#### HOW TO COMPLETE THIS TASK:
Each line of the data below from the one holding "Mark each instance of the monitor stand" to the one holding "Mark each instance of the yellow object", inclusive, is to be reproduced exactly; no other line belongs in the answer.

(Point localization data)
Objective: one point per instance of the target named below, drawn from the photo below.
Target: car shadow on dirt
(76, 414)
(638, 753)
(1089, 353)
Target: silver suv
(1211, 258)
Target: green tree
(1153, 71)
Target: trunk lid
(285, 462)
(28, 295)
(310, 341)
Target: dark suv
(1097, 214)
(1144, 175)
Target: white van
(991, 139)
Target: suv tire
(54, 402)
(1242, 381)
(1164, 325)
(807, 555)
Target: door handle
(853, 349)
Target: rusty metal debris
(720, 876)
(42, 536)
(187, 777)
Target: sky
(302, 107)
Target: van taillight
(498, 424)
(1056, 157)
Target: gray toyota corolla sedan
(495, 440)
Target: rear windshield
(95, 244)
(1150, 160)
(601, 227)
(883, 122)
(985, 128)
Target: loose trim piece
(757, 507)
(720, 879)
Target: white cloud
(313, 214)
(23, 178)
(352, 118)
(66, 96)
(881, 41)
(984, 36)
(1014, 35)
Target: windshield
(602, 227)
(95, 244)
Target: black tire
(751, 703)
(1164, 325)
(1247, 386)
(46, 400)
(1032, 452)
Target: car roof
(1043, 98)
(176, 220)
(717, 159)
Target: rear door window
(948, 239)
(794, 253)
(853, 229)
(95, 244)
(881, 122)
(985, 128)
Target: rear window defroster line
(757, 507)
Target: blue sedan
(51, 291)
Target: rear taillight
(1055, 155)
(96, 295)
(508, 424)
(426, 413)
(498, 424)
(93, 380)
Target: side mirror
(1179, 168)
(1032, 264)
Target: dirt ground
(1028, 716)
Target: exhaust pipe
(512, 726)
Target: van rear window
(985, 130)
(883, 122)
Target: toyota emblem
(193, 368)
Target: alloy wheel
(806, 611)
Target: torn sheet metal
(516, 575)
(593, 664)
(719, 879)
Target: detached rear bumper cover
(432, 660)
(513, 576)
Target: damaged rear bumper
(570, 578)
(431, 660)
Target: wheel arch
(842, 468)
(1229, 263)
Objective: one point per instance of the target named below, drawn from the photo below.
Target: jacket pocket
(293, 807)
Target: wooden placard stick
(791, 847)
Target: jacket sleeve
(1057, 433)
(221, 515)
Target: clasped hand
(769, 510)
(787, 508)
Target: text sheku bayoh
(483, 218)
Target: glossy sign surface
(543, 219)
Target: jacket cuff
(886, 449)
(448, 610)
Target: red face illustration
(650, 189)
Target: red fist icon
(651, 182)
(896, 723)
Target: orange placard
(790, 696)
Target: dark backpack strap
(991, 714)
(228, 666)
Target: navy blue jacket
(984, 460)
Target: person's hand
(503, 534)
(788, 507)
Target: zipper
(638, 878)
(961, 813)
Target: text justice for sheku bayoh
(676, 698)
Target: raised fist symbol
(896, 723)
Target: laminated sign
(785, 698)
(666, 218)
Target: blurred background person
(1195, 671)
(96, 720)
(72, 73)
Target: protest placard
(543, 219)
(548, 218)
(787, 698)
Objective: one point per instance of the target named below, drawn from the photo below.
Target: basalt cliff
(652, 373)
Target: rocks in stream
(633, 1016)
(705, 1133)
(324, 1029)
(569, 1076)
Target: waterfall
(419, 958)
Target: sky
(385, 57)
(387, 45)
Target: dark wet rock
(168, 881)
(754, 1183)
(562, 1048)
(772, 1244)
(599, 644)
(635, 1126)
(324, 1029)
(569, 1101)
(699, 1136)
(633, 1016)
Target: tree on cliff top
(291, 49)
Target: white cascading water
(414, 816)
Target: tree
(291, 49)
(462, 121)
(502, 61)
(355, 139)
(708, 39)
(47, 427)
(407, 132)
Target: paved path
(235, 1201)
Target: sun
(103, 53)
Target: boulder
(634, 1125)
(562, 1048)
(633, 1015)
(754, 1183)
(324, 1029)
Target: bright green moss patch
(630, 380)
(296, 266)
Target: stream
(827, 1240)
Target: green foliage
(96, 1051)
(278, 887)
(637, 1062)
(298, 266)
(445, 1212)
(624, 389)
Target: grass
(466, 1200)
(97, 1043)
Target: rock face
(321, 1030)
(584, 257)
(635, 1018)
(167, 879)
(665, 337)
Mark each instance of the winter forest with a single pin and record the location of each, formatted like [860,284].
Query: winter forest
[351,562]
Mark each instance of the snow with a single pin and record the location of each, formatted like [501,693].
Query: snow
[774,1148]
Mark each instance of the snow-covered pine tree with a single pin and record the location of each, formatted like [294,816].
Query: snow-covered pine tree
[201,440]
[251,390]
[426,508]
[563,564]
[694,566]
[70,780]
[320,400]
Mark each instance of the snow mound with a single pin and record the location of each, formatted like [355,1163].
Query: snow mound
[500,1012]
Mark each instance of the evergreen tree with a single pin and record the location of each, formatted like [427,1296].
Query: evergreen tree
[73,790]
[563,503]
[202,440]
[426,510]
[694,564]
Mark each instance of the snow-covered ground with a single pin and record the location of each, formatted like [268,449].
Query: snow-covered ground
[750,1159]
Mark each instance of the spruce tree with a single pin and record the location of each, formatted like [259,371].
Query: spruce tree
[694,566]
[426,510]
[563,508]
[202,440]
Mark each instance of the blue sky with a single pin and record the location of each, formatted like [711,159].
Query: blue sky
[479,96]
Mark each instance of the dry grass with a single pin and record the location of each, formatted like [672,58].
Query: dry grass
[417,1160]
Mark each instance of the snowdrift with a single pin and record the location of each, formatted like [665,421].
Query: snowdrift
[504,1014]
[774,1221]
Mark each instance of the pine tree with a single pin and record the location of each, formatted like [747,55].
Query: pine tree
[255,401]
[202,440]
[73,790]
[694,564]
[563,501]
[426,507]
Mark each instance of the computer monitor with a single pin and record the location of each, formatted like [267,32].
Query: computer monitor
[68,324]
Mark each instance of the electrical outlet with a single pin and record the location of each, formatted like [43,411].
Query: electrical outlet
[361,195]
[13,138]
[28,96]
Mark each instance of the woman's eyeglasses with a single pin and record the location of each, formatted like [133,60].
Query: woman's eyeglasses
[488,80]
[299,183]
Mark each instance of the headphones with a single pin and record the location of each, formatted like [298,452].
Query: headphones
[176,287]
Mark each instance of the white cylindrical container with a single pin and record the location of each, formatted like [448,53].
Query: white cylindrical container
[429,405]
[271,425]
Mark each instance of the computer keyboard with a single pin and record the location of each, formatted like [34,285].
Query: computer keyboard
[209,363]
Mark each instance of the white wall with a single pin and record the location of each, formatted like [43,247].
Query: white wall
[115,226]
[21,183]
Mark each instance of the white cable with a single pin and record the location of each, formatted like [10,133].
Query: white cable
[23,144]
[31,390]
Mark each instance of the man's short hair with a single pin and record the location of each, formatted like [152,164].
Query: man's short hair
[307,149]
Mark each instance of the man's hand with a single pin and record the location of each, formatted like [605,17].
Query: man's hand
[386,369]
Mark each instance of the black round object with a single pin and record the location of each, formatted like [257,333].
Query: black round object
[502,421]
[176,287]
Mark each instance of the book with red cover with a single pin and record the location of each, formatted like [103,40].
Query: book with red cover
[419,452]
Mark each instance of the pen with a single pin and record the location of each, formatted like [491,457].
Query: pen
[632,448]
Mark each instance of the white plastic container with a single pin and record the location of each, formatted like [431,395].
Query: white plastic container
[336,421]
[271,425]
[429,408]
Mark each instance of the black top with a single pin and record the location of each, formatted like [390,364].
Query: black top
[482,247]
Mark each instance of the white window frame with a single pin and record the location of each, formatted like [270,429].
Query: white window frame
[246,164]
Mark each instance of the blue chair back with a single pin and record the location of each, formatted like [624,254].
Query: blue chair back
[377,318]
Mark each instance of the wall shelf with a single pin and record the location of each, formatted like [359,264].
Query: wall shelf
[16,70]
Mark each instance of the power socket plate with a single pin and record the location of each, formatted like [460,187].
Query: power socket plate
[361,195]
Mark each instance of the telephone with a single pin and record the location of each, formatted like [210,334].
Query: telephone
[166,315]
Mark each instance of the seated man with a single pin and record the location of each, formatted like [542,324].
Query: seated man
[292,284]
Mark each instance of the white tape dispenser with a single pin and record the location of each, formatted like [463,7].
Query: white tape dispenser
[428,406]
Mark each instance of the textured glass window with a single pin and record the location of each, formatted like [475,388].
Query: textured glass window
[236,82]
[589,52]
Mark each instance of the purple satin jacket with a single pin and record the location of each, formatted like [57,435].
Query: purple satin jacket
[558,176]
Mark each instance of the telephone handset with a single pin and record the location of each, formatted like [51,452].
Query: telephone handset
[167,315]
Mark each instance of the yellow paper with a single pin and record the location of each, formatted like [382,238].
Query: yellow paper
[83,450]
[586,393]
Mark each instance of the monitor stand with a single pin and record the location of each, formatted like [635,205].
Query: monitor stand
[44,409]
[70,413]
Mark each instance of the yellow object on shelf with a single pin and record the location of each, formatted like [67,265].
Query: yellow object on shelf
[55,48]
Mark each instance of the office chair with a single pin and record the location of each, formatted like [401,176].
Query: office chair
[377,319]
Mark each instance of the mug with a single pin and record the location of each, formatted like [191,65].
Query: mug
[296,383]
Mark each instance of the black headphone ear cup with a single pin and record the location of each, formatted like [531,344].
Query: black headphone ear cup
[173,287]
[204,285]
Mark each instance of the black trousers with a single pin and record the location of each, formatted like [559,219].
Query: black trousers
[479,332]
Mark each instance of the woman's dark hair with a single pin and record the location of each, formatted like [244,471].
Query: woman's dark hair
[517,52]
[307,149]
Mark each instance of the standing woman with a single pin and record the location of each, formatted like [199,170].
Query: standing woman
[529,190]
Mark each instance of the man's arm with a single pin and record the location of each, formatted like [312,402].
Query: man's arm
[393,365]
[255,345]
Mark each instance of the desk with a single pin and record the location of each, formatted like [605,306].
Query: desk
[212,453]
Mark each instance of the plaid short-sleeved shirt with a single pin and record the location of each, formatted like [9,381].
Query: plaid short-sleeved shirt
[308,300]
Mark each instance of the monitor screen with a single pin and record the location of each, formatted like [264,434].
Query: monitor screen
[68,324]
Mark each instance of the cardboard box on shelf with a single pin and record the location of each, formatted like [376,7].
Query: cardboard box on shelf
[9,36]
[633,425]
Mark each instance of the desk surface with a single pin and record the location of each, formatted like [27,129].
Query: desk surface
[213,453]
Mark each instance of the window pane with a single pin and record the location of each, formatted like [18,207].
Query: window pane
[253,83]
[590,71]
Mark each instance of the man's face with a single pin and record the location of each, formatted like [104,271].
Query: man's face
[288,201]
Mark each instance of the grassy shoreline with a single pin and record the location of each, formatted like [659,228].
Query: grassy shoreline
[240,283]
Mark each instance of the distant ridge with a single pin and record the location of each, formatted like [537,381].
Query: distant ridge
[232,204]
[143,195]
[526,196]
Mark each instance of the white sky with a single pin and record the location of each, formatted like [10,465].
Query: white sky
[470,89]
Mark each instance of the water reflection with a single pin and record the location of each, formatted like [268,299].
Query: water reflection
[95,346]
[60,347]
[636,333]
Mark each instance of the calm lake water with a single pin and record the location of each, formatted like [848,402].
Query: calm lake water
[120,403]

#### EXERCISE OUTPUT:
Mark each instance of the monitor stand with a single pin and record the location of each, formatted like [635,205].
Query: monitor stand
[44,409]
[70,413]
Mark each instance of the yellow object on shelf with a single pin and record the location of each, formatted like [67,265].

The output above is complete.